• _Goal of the exercise_: Transcribe, without alteration, only the lines from the one containing "Target: bush" through the last line of the material, both ends included.

_ _ _ _ _

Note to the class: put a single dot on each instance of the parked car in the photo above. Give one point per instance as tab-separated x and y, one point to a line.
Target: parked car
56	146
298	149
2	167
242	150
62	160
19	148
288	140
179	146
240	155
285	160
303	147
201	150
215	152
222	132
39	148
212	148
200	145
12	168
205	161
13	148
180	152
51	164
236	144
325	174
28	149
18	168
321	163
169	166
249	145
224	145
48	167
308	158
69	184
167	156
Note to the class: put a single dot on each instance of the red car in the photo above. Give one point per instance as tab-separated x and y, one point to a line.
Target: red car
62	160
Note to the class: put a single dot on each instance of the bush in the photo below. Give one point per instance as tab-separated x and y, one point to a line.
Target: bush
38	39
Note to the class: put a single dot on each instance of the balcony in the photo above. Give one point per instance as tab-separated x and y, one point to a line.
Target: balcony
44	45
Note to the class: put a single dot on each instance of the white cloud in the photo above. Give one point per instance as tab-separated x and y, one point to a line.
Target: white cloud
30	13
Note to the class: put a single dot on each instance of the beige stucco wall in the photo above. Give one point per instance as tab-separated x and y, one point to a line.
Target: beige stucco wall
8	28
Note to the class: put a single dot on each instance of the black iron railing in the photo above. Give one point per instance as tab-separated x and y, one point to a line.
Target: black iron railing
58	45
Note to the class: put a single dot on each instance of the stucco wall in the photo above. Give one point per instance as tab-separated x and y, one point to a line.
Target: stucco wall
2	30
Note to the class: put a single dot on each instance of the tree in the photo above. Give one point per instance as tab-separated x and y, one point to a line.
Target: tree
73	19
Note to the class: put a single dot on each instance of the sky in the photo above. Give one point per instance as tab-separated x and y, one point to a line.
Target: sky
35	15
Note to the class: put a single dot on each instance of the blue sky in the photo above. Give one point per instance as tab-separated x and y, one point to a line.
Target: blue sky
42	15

_ _ _ _ _

• _Written response_:
Target: bush
38	39
Note to the class: put a single dot on each instance of the balcony in the photo above. Give one point per instance as tab-separated x and y, one point to a line.
Target: balcony
44	45
Note to the class: put a single dot on each instance of the white cloud in the photo above. Give one point per instance as tab-separated x and y, one point to a line.
Target: white cloud
30	13
Note to the class: put a single dot on each instance of the beige stucco wall in the photo above. Give one point per instance as tab-separated x and y, one point to a line.
Target: beige stucco wall
8	28
Note to the class: put a single dot on each instance of the black iron railing in the photo above. Give one point per instance as tab-separated x and y, one point to a line.
Target: black iron railing
58	45
Note to the class: put a single dot on each instance of the stucco wall in the photo above. Give one point per instance as tab-separated x and y, one point to a line.
Target: stucco wall
2	30
Note to the class: put a single dot on each instance of the tree in the photo above. Give one point per instance as tab-separated x and y, one point to a line.
Target: tree
73	19
Note to the class: put a single dot on each instance of the sky in the photo above. Give one point per instance as tab-separated x and y, one point to a line.
Target: sky
35	15
Note to the class: put a single dot on each instance of the blue sky in the photo above. Give one point per instance as tab-separated x and y, one point to a line.
Target: blue sky
42	15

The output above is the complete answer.